→ **TASK TO COMPLETE**
Exclude the pictures and repeat all of the data exactly.

→ **SOURCE DATA**
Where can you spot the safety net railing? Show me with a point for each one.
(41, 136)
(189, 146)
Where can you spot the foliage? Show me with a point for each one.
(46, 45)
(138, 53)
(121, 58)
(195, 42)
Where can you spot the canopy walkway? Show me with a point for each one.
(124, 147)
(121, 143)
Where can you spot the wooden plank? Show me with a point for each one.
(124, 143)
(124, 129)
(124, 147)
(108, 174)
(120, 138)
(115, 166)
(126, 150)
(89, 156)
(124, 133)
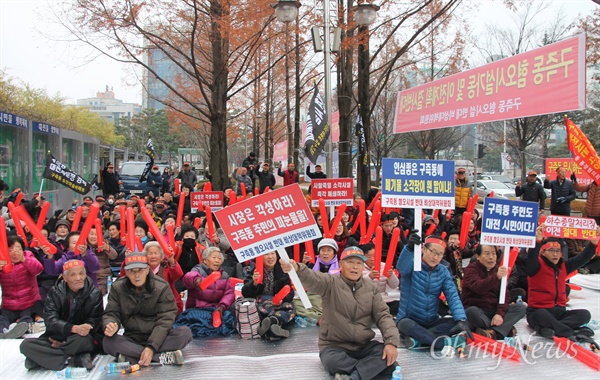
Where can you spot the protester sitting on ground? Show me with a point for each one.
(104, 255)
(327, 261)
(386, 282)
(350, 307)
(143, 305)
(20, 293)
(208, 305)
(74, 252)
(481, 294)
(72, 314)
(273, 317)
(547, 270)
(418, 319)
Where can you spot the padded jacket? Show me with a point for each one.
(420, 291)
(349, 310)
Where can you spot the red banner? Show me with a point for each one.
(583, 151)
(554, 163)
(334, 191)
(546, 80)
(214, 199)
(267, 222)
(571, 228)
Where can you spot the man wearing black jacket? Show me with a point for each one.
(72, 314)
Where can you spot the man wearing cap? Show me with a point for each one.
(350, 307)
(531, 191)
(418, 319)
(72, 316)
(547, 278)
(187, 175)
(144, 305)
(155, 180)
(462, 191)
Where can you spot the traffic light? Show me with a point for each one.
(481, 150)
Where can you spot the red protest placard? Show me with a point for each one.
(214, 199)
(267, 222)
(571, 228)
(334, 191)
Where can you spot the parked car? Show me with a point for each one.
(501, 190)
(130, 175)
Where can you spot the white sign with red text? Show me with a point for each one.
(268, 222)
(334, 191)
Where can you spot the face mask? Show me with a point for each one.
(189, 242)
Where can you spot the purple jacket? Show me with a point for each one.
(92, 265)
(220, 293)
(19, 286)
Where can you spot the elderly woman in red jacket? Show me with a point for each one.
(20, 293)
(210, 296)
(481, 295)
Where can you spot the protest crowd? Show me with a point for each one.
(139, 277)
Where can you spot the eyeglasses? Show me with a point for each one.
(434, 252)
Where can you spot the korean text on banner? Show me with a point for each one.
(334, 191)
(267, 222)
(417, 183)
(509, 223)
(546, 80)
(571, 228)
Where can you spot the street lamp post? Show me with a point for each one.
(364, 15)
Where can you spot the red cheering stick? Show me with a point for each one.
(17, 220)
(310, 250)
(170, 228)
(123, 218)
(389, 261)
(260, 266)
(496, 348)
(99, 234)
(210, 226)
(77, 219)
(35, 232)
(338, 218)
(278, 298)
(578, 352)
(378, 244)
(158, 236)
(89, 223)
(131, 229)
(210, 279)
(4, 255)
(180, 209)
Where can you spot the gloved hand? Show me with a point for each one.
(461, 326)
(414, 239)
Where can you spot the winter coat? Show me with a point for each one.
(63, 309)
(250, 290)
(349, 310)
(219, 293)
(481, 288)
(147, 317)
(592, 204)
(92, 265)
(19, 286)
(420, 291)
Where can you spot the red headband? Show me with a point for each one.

→ **EXERCISE RESPONSE**
Where can you spot the safety net railing? Show me with a point for each one.
(41, 136)
(189, 146)
Where can you spot the foliage? Show me with a point for each one.
(46, 45)
(138, 53)
(121, 58)
(195, 42)
Where can you spot the canopy walkway? Show me with a point for each one.
(124, 147)
(121, 143)
Where can you spot the wooden plank? Show me with a point for each one.
(124, 143)
(124, 129)
(124, 147)
(108, 174)
(120, 138)
(115, 166)
(126, 150)
(89, 156)
(124, 133)
Where can you spot the protester sitting on ground? Show me with a point for each one.
(104, 255)
(327, 261)
(386, 282)
(350, 307)
(143, 305)
(20, 293)
(208, 305)
(74, 252)
(481, 294)
(72, 314)
(273, 317)
(547, 270)
(418, 319)
Where can you spot the padded jacket? Show me with a point for each one.
(420, 291)
(349, 310)
Where can you spot the red banner? Show me with a point for each one.
(583, 151)
(554, 163)
(334, 191)
(546, 80)
(214, 199)
(267, 222)
(571, 228)
Where can you spot the man wearing black jacket? Show me with a point for each one.
(72, 314)
Where can you spot the man wearing cap? Show me with a point for each one.
(350, 307)
(531, 191)
(418, 319)
(72, 316)
(547, 278)
(187, 175)
(144, 305)
(155, 180)
(462, 191)
Where can you spot the traffic light? Show me with a point for each one.
(481, 150)
Where can you spot the red protest placard? Show me with a point for each one.
(214, 199)
(267, 222)
(571, 228)
(334, 191)
Where can you spot the parked car? Show me with a point for each one.
(501, 190)
(130, 175)
Where can you spot the white sign with red text? Show me with a point for each one.
(268, 222)
(334, 191)
Where can you spot the face mask? Show me with a point for each one.
(189, 242)
Where can you spot the purple jacket? Show me with a point for each one.
(92, 265)
(220, 293)
(19, 286)
Where can you spot the elderly woman in red jacket? Show me with a point for each one.
(20, 293)
(210, 296)
(481, 295)
Where can you spot the protest crowd? Show me with a point for each one.
(139, 277)
Where can you spot the eyeglasses? Show me with a point for each one.
(434, 252)
Where can you spot the korean text on banner? Show me with a point for each one.
(334, 191)
(267, 222)
(417, 183)
(509, 223)
(546, 80)
(571, 228)
Where can you spot the street lamp post? Show me with a point for each one.
(364, 15)
Where can you spot the red cheering stick? Show me with a point for each one.
(17, 220)
(310, 250)
(170, 228)
(123, 218)
(389, 261)
(260, 266)
(496, 348)
(99, 234)
(210, 226)
(77, 219)
(35, 232)
(338, 218)
(278, 298)
(578, 352)
(378, 244)
(158, 236)
(89, 223)
(131, 229)
(210, 279)
(4, 255)
(180, 209)
Where can you spot the gloved hand? Show me with a point for each one.
(461, 326)
(414, 239)
Where can you spot the winter coat? Show me with a point for each one.
(63, 309)
(250, 290)
(349, 310)
(219, 293)
(481, 288)
(147, 317)
(592, 204)
(92, 265)
(19, 286)
(420, 291)
Where can you spot the red headband? Show me with a point for each one.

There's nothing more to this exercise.